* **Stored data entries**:
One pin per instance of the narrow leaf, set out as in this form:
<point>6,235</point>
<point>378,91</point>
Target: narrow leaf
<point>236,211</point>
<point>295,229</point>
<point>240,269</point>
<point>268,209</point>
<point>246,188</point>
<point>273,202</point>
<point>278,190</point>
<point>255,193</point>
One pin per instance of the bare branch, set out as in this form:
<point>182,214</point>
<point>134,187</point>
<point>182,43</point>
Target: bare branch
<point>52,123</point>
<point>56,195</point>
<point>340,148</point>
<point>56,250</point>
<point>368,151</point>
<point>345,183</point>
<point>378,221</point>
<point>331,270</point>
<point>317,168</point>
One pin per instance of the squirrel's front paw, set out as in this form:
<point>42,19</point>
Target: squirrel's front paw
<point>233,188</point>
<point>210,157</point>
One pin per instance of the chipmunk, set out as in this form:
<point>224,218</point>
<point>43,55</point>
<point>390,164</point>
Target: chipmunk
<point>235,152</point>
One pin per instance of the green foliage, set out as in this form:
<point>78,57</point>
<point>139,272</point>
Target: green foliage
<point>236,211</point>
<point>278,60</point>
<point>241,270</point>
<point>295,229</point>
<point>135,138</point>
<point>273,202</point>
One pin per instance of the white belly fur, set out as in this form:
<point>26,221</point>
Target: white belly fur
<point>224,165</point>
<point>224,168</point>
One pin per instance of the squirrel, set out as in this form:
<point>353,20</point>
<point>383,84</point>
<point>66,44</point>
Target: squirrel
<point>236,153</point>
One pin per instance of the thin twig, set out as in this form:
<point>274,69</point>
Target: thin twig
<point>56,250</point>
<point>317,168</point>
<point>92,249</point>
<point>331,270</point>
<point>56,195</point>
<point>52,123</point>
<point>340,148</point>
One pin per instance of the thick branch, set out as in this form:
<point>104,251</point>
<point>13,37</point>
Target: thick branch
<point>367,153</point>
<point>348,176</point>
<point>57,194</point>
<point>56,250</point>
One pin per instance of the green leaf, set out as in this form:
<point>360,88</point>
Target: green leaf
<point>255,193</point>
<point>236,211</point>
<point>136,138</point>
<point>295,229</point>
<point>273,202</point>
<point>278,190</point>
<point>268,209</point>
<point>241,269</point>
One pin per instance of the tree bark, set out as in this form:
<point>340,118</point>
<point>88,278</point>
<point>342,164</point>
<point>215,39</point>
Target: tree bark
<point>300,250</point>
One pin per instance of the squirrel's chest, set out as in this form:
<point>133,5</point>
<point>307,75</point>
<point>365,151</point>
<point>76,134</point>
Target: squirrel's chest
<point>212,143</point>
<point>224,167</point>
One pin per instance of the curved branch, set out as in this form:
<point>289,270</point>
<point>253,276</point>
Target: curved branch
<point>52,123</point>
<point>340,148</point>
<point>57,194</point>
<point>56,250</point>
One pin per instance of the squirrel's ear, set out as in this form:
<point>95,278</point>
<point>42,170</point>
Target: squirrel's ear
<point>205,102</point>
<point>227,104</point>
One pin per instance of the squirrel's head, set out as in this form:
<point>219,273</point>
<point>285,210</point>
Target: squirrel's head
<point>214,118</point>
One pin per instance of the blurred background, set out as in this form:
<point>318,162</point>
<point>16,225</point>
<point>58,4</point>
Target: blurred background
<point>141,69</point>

* **Task objective**:
Take the lines from the first line of the records through the line holding "<point>378,91</point>", both included, and please reproduce them exactly with nothing added.

* **Answer to this task**:
One pin per instance of the narrow leaf, set out as in this form:
<point>6,235</point>
<point>378,91</point>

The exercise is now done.